▶ **INSTRUCTIONS TO FOLLOW**
Copy only what runs from the line containing "Query: paved road" through the end of the material below, line for line, with both ends included.

===============

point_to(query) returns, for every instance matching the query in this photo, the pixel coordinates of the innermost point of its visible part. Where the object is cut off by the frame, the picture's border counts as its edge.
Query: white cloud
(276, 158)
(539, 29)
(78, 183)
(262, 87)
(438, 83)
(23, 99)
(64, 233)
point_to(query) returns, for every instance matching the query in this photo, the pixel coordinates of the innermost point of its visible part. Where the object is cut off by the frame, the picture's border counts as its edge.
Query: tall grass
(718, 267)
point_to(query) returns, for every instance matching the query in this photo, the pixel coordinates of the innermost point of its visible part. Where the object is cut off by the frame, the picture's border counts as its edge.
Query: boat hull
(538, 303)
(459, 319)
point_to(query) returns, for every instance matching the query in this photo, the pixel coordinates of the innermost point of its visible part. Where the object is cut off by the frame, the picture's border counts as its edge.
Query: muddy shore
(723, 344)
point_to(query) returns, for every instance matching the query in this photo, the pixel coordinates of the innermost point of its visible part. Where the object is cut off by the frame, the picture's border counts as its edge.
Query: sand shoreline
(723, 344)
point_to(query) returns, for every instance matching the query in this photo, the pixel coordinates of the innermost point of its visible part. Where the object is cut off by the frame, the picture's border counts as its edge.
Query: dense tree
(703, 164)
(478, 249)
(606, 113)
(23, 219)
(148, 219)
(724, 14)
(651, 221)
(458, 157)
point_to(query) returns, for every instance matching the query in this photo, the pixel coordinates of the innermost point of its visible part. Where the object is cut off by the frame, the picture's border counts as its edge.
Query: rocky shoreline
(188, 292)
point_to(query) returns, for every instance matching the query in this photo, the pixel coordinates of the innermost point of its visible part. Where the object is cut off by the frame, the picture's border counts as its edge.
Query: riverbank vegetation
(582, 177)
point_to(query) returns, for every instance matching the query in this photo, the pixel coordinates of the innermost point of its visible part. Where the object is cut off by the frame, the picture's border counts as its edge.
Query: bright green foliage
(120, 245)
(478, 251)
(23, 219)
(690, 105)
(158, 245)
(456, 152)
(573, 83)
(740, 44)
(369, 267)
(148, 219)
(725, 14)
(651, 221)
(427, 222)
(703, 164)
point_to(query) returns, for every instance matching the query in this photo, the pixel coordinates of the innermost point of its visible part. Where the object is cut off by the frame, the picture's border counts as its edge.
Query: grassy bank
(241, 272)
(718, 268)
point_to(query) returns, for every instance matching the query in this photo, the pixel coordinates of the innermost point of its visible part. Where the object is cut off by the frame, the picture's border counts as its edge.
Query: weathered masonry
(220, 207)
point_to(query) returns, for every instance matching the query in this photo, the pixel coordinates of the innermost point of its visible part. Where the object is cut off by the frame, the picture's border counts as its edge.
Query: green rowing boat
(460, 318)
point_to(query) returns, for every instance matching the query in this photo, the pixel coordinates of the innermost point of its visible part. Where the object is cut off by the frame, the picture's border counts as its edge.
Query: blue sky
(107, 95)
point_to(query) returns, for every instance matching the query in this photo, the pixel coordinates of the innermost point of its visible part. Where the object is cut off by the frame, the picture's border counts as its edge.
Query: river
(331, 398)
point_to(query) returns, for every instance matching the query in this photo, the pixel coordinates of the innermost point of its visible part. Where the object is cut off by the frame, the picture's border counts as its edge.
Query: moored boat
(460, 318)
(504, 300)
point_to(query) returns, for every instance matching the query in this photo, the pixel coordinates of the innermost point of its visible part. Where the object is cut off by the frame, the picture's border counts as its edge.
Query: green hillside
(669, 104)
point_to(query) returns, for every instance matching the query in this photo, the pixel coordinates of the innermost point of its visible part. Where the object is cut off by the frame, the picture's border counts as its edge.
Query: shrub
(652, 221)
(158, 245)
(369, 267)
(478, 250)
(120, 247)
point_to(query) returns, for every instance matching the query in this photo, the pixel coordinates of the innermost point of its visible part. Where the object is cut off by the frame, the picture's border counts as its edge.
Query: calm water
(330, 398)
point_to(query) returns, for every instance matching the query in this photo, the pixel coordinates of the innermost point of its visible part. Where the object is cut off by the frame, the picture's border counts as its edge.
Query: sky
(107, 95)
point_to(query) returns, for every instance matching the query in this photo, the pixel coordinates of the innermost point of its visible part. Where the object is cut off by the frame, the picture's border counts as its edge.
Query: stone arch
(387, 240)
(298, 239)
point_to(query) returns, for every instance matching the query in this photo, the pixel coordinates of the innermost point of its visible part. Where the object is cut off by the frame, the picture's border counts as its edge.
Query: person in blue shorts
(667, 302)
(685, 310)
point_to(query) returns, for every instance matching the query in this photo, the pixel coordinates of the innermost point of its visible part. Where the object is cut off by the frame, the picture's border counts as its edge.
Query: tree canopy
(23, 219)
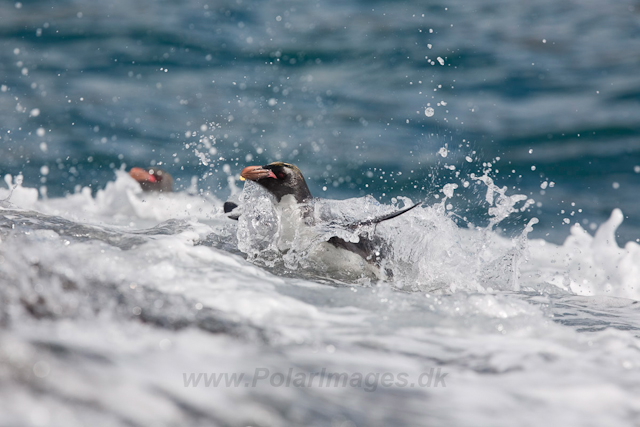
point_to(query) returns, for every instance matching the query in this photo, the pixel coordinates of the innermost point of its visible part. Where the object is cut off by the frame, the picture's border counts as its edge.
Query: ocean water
(508, 298)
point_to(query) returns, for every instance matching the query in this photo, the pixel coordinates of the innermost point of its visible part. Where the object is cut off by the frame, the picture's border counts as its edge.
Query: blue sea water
(338, 88)
(382, 98)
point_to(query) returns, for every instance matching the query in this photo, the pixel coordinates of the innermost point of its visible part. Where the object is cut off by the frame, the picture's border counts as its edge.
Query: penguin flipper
(228, 208)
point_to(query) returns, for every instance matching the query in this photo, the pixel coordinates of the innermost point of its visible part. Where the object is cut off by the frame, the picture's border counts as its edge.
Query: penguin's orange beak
(141, 175)
(254, 173)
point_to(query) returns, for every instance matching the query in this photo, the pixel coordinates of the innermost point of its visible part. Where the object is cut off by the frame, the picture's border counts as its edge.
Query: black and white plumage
(283, 180)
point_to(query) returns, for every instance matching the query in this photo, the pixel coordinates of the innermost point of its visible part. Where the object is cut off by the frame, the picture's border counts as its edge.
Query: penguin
(286, 183)
(153, 179)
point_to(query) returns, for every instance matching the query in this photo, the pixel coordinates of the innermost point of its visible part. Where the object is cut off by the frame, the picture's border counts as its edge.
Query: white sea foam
(98, 310)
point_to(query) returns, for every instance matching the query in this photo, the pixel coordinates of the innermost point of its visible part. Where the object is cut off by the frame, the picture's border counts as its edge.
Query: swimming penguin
(286, 183)
(152, 179)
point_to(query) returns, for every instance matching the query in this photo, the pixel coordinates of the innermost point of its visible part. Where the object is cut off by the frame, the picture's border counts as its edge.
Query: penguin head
(280, 179)
(152, 179)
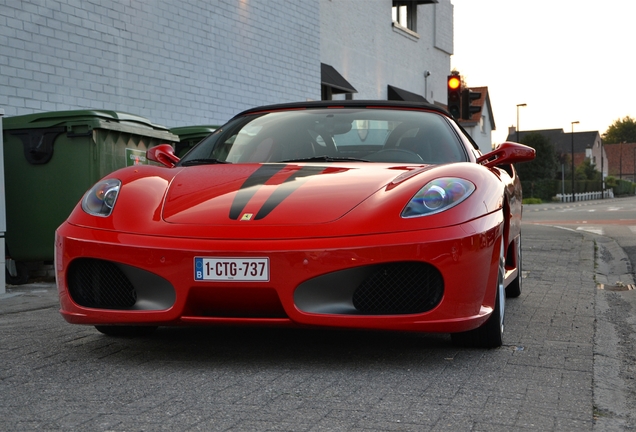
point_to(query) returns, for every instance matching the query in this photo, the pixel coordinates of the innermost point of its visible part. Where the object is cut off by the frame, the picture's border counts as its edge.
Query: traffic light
(454, 95)
(467, 98)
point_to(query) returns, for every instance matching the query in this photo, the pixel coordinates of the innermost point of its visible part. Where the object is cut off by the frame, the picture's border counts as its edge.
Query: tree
(622, 130)
(544, 165)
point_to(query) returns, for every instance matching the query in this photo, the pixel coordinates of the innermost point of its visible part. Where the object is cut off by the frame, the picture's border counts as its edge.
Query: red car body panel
(308, 220)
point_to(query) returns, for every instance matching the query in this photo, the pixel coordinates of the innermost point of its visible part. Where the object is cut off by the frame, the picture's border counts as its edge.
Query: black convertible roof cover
(345, 104)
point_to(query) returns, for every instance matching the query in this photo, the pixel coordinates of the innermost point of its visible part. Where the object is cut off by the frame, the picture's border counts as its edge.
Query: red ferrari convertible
(349, 214)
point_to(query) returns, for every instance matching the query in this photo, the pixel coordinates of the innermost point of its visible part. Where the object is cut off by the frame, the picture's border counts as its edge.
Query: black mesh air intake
(400, 288)
(99, 284)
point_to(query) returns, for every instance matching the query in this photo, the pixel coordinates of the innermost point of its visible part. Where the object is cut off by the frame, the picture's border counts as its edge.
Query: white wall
(357, 39)
(176, 62)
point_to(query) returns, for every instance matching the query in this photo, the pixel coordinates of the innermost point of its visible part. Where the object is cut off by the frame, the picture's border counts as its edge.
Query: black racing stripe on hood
(248, 189)
(293, 182)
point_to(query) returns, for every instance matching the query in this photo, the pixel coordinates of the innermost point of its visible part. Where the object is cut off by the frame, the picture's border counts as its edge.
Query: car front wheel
(490, 334)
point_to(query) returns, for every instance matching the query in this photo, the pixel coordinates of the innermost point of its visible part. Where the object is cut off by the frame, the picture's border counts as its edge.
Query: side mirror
(507, 153)
(163, 154)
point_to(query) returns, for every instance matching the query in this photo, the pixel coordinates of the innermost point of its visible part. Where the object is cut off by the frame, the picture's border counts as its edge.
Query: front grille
(99, 284)
(399, 288)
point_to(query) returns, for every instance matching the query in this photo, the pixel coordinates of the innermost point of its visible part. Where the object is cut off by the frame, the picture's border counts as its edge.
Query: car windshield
(333, 135)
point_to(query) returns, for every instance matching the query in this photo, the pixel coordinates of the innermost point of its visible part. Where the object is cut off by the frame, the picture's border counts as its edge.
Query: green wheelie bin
(51, 159)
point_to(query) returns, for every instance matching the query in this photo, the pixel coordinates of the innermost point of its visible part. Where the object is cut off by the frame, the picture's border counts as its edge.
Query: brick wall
(176, 62)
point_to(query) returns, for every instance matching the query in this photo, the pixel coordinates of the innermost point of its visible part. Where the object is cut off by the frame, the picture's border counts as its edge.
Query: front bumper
(313, 282)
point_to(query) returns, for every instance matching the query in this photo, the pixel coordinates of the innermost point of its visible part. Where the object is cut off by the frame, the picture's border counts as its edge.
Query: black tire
(22, 273)
(513, 290)
(126, 331)
(490, 334)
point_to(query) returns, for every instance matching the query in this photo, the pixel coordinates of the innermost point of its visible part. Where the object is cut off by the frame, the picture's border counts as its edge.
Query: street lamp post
(518, 105)
(573, 123)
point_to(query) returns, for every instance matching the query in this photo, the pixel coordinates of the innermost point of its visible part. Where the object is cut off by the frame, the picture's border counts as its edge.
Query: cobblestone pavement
(56, 376)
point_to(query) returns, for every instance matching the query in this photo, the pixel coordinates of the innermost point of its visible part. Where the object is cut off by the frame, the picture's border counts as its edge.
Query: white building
(188, 62)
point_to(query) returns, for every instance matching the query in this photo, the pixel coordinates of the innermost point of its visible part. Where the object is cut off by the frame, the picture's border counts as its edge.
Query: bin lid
(193, 132)
(93, 119)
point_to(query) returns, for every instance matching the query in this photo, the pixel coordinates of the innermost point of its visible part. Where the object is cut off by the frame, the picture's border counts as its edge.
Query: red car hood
(272, 194)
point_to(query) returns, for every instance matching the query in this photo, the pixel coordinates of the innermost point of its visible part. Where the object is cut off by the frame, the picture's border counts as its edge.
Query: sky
(568, 60)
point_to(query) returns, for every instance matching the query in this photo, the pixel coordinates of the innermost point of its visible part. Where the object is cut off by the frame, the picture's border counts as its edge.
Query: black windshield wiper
(326, 159)
(203, 162)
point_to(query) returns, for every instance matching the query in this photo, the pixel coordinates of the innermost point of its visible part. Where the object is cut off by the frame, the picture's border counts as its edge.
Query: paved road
(611, 225)
(55, 376)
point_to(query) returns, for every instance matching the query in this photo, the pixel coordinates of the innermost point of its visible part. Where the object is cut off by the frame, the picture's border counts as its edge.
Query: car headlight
(437, 196)
(100, 199)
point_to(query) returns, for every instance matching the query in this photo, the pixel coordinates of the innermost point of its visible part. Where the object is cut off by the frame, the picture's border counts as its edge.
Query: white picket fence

===============

▶ **RESPONSE TO THE TASK**
Query: paved road
(611, 225)
(55, 376)
point_to(query) returns, for every instance matching the query in this photo, the pixel coordinates of the innermost point of its visible part. Where the object is cut off by the frame, the picture's border counts as its edge.
Query: car headlight
(437, 196)
(100, 199)
point_to(query) returns, for every instance matching the query in this photo, the pixel coordinates of the innermost point of its visible part. Where the object is cut off by the frame, the picture's border counts as its edge.
Query: white picket fence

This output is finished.